(What is needed)
Look through the data below and, wherever a line carries the word "white", please copy that line.

(Referring expression pointing data)
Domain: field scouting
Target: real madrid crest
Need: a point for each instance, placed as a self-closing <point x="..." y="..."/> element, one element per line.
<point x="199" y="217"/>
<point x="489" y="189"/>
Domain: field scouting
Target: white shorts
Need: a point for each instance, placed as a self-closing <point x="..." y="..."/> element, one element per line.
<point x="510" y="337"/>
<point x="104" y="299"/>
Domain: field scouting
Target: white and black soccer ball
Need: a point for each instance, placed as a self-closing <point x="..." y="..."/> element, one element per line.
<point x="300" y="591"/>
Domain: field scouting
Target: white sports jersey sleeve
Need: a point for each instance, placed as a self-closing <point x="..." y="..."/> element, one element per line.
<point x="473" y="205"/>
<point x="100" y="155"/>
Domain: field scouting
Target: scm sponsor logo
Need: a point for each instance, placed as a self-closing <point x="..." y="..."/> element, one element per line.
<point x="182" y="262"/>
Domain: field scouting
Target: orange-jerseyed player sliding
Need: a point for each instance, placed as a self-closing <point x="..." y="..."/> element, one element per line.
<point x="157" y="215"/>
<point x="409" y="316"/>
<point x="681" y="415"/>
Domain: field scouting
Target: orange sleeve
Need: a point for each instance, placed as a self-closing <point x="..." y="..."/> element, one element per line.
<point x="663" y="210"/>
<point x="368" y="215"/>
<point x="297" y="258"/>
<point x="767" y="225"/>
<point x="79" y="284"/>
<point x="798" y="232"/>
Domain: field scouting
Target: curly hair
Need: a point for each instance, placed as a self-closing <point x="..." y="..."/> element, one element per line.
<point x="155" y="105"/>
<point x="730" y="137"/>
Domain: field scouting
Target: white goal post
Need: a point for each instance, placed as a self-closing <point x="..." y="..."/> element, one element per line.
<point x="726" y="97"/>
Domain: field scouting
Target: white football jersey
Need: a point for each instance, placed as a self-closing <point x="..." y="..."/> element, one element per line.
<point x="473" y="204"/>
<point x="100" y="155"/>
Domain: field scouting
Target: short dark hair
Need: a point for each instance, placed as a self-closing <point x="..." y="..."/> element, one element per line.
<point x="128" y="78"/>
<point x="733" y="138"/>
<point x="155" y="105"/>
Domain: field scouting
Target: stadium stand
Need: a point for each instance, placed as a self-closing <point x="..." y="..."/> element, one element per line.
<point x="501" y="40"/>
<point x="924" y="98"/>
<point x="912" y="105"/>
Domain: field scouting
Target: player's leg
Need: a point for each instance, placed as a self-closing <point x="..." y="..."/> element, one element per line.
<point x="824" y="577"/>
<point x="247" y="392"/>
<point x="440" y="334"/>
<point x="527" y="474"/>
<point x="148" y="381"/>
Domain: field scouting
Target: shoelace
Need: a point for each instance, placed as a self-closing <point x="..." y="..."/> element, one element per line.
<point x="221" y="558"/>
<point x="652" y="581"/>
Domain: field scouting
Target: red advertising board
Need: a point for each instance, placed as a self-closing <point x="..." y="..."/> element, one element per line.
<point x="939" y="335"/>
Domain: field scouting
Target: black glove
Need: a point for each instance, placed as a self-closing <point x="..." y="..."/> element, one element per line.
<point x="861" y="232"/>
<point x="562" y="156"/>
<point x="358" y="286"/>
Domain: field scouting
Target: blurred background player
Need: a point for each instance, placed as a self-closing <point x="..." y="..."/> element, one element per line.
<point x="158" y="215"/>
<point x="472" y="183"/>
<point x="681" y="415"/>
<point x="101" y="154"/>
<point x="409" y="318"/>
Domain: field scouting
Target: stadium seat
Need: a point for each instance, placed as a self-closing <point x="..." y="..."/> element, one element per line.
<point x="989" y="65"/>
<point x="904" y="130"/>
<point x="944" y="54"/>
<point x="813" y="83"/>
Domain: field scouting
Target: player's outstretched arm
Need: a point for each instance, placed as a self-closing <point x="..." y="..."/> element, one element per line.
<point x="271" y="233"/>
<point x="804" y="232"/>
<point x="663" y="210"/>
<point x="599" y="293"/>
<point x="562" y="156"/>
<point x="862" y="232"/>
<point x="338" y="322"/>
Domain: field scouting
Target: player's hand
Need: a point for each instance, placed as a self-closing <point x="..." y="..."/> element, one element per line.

(Reply)
Target: white shorts
Target: white and black soccer ball
Target: white sports jersey sleeve
Target: white goal post
Target: white football jersey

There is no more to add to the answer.